* DOCUMENT EXCERPT:
** Begin **

We note that by the end of this sampling process, we will obtain a population that is sorted in descending order according to the LeadingOnes-values.

Recall that we aim at showing that the UMDA takes exponential time to optimise the LeadingOnes function when the selective pressure is not sufficiently high, as required in [6, Theorem 7]. Let \(\psi {:}{=}\mu /\lambda\) denote the selective pressure of the algorithm. For any constant \(\delta \in (0,1)\), we define

$$\begin{aligned} \alpha =\alpha (n)&{:}{=}\log _{1-1/n}(\psi /(1-\delta )) \end{aligned}$$
(11)
$$\begin{aligned} \beta =\beta (n)&{:}{=}\log _{1-1/n}(\psi /(1+\delta )). \end{aligned}$$
(12)

** End **

* DATA SECTION:
** Begin **

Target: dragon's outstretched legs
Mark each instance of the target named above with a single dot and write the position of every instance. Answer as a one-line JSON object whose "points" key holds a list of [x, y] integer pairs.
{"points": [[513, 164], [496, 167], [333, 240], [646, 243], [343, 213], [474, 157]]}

** End **

* DIRECTIVE:
Can you write the next part of the excerpt on the UMDA and LeadingOnes, picking up right after definition (12)? The listing comes from a separate source.

* THE OUTPUT:
Clearly, we always get \(\alpha \le \beta\). We also define a stopping time. \(\tau {:}{=}\min \{t\in {\mathbb {N}} : Z_t\ge \alpha \}\) to be the first hitting time of the value \(\alpha\) for the random variable \(Z_t\). We then consider two phases: (1) until the random variable \(Z_t\) hits the value \(\alpha\) for the first time (\(t\le \tau\)), and (2) after the random variable \(Z_t\) has hit the value \(\alpha\) for the first time (\(t>\tau\)).

3.2 Phase 1: Before the Fitness of the \(\mu\)th Individual Hits the Threshold \(\alpha\)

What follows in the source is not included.